DATA TO USE
Start of Block

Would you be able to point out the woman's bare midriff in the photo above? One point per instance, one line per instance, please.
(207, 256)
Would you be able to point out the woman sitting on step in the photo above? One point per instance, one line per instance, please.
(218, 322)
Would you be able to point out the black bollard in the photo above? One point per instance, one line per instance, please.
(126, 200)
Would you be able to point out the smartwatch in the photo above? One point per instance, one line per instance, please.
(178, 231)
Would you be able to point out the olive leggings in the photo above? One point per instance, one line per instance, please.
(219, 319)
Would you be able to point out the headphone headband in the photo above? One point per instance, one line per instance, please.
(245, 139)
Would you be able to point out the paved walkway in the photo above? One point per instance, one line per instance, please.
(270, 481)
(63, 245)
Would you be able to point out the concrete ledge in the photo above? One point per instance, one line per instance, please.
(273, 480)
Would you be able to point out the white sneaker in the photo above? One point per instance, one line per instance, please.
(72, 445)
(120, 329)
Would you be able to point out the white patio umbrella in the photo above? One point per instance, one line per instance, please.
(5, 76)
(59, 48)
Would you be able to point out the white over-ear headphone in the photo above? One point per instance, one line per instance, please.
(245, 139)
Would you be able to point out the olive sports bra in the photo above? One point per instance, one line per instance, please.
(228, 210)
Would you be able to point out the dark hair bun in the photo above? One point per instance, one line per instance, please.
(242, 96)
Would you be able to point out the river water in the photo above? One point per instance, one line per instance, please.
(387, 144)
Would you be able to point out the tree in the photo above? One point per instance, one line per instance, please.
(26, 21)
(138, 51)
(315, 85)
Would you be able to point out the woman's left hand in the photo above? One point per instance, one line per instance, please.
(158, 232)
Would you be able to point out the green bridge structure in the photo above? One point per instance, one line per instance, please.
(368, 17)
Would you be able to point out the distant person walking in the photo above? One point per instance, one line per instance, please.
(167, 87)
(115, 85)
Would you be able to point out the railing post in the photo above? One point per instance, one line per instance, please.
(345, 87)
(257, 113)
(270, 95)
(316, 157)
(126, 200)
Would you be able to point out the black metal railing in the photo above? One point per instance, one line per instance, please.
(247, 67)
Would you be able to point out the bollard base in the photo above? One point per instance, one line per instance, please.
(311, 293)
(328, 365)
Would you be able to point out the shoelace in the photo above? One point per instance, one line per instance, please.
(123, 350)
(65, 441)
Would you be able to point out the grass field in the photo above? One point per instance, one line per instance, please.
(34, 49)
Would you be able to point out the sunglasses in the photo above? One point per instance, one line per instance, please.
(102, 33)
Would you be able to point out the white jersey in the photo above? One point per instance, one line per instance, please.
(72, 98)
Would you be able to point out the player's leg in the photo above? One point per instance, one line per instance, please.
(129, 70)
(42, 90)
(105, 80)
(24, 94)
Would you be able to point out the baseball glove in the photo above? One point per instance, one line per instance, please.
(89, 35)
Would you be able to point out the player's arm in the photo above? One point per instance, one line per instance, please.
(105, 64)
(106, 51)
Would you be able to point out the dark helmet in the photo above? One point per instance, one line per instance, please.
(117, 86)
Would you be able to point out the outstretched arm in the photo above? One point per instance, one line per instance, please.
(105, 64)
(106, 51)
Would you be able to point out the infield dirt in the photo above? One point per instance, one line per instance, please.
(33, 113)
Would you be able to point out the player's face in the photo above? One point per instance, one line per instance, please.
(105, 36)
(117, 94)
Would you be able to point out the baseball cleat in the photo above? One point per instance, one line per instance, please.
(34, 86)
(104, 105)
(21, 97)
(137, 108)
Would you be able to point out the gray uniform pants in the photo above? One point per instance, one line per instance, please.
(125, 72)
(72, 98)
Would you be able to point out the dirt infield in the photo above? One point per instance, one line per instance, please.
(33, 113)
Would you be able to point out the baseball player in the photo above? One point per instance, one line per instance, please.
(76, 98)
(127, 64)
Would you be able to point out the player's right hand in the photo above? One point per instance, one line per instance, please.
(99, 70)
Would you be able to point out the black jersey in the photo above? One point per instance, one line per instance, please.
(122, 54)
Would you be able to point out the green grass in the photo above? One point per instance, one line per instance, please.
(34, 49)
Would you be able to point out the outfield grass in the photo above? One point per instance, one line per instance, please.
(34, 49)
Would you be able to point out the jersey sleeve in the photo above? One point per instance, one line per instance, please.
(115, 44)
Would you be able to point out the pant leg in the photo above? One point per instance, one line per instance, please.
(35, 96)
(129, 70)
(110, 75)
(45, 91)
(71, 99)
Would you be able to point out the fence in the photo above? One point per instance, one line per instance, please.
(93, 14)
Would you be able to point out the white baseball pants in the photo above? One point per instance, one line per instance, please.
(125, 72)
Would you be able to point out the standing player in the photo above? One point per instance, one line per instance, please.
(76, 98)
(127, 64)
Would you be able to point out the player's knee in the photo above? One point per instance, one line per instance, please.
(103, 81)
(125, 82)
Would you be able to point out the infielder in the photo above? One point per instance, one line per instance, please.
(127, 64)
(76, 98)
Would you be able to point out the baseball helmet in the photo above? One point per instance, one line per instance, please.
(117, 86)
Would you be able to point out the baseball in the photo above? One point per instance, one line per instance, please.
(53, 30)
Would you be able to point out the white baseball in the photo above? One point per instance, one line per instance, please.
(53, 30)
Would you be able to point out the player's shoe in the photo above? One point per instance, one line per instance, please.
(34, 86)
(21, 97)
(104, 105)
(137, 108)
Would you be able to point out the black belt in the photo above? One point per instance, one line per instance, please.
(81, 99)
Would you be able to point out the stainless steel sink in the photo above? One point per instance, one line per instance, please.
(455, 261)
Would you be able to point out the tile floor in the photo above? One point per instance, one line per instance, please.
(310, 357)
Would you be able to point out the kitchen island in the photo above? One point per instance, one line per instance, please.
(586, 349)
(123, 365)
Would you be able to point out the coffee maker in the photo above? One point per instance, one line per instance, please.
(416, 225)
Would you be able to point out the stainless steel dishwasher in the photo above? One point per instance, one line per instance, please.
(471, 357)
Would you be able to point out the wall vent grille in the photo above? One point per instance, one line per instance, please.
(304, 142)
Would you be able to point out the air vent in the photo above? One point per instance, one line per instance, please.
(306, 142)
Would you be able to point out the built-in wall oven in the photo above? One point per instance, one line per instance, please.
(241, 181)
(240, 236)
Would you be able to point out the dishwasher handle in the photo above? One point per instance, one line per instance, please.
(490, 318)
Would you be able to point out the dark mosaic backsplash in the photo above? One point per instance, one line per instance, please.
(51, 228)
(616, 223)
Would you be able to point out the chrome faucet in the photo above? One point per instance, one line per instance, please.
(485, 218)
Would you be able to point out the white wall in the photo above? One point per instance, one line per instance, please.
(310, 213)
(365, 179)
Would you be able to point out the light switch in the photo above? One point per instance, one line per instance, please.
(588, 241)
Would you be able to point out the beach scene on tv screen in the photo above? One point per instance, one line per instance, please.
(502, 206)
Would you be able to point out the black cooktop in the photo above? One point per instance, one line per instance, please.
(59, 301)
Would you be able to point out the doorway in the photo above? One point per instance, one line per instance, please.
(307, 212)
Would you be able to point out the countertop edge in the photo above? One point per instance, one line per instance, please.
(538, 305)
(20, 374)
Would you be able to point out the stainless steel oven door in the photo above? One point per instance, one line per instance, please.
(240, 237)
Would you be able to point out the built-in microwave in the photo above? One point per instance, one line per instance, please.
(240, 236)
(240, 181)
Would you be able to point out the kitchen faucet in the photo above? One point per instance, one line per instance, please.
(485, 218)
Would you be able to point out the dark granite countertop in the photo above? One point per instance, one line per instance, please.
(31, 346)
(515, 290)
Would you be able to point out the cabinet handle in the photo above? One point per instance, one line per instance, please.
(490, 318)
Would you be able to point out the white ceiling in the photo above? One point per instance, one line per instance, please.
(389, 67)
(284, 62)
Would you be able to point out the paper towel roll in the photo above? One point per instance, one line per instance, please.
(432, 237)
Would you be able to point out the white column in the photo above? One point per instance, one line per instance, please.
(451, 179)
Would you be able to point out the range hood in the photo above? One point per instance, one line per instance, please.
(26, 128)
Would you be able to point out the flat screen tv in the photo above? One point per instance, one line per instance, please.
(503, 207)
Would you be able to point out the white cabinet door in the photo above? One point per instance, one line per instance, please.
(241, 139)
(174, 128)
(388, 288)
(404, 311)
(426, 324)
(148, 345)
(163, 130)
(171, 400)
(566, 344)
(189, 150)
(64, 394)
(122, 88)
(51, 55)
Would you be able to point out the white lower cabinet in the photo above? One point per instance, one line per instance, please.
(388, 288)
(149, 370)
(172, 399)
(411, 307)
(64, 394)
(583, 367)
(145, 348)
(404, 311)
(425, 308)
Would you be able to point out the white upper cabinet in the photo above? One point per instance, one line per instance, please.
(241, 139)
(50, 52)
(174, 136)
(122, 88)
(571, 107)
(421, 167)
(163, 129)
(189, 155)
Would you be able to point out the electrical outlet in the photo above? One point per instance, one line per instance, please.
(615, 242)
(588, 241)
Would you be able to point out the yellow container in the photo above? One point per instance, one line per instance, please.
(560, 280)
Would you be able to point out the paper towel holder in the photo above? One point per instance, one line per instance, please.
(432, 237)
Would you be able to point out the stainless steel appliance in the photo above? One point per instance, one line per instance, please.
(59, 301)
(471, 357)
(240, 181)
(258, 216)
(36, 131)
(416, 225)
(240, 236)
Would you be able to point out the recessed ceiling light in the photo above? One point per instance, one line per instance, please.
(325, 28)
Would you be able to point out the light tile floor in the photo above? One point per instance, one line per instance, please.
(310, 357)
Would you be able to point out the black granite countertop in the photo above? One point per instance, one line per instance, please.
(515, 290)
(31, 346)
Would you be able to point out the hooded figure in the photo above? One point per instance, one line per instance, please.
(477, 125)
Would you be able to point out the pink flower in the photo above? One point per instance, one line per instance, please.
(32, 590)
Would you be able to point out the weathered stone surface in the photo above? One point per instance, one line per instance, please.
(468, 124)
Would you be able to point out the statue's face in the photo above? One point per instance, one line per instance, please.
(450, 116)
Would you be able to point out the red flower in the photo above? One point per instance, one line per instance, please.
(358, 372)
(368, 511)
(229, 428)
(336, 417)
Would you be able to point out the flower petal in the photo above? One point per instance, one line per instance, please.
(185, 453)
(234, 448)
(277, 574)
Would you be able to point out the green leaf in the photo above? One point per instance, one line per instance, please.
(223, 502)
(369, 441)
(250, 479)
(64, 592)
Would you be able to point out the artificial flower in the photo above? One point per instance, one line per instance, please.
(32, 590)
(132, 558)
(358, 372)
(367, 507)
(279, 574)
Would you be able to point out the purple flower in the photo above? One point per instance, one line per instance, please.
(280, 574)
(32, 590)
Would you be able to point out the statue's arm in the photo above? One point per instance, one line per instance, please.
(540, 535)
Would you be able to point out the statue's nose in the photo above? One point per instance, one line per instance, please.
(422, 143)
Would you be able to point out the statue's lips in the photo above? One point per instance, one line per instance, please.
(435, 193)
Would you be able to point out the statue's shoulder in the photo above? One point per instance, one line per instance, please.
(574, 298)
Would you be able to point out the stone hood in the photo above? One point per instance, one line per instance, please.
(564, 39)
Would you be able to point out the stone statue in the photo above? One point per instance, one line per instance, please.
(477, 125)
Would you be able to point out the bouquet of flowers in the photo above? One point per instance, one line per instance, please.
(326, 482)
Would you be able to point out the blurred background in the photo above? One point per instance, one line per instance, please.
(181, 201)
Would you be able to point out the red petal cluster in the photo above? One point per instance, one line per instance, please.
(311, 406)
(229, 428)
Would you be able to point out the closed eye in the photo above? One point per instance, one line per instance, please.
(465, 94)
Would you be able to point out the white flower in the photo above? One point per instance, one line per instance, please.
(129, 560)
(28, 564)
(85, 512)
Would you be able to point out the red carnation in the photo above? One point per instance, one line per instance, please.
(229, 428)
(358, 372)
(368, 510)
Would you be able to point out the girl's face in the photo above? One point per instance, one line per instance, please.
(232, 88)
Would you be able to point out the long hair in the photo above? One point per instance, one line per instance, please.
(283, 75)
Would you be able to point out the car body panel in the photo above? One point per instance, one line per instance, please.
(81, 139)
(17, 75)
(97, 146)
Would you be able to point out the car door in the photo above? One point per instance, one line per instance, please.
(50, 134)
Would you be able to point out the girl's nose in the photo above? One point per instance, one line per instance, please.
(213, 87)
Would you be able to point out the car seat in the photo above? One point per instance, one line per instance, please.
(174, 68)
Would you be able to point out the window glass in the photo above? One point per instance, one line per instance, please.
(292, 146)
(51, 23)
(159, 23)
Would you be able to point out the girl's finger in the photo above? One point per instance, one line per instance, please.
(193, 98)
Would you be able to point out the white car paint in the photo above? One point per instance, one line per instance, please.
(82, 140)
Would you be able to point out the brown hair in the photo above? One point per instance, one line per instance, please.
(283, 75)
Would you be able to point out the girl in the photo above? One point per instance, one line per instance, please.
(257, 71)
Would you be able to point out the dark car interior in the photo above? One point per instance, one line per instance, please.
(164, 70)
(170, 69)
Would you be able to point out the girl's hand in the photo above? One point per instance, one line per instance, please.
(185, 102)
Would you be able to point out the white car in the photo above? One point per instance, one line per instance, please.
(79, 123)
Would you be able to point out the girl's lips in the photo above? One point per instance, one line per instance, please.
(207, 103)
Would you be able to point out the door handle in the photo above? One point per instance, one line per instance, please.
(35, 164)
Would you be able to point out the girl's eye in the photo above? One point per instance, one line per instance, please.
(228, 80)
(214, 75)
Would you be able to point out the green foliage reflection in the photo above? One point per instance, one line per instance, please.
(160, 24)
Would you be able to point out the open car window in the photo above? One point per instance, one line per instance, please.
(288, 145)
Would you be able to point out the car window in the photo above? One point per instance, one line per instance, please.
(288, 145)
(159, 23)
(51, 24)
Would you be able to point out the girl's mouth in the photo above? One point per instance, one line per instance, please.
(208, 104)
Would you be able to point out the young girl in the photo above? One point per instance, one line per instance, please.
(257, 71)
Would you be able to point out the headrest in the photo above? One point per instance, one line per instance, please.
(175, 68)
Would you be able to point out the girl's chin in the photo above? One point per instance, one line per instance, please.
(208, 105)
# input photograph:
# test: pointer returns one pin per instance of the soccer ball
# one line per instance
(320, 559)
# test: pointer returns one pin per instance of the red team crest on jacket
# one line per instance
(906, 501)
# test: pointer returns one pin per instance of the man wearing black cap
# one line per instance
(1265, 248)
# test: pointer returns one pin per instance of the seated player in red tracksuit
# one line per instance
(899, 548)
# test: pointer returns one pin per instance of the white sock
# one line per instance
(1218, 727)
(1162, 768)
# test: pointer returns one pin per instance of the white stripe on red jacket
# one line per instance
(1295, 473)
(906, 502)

End of Block

TASK DIRECTIONS
Pull every line that holds the string "pointer" out of the records.

RESPONSE
# test: pointer returns one pin per instance of the soccer ball
# test: pointer returns one pin per instance of the red team crest on jacket
# test: pointer returns one pin per instance of the man wearing black cap
# test: pointer returns one pin per instance of the seated player in red tracksuit
# test: pointer returns one pin per instance of the white sock
# test: pointer returns one pin per instance of the white stripe on red jacket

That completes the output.